** start of Source data **

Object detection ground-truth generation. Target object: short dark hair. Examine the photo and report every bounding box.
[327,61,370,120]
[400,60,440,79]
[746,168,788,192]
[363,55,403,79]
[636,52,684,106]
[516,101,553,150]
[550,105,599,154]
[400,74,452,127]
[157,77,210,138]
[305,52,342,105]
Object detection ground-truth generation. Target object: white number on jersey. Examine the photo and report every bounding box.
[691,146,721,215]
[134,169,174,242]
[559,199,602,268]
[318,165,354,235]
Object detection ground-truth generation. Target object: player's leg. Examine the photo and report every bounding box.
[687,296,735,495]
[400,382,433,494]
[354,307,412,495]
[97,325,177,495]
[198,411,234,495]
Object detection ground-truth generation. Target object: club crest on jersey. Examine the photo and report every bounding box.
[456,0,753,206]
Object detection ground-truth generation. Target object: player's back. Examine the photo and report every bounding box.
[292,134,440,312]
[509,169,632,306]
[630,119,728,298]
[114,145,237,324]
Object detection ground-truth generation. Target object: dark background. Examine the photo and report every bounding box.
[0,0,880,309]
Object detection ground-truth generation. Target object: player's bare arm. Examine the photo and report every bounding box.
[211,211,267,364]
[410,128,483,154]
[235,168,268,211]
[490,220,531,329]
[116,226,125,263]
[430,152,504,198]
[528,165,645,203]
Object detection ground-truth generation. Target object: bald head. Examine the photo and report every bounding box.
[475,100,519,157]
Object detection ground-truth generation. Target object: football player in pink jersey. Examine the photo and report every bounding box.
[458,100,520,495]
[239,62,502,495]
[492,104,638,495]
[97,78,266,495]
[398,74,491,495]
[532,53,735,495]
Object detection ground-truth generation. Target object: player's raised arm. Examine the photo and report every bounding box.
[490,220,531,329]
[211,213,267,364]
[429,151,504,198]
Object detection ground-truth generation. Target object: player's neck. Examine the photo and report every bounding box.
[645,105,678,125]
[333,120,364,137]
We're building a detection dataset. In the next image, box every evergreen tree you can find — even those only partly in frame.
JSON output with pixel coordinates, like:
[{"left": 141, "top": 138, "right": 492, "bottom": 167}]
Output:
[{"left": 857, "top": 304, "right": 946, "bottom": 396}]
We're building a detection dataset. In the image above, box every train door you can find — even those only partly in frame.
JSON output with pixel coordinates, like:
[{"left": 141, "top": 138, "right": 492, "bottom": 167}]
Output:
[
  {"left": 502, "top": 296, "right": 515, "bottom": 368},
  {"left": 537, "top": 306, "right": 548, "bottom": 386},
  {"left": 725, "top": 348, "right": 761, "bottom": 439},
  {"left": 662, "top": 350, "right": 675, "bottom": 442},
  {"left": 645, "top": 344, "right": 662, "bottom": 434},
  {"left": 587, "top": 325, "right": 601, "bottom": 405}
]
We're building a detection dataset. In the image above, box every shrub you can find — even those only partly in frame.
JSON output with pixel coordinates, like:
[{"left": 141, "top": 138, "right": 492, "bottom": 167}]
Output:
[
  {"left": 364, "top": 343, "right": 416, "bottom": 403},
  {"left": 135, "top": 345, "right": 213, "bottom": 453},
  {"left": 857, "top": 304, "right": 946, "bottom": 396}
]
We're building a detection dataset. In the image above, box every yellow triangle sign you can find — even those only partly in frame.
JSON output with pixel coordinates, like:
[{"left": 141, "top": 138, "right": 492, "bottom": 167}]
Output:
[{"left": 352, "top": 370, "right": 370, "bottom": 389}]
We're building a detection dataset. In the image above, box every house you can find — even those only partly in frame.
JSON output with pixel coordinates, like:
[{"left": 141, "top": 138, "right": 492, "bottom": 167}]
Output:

** end of Source data **

[The exercise] Print the lines between the line containing "object: player's leg." and the line containing "[456,0,753,206]", inclusive, reproducing each one without changes.

[Exercise response]
Object detection ground-truth generation. Target object: player's leg. Examine the photo and report every bounding box.
[687,296,735,495]
[400,382,433,494]
[354,307,412,495]
[97,325,177,495]
[198,411,234,495]
Object detection ground-truth generation. Target object: club crest on jersey. Examine the photo and report every bounding box.
[456,0,753,206]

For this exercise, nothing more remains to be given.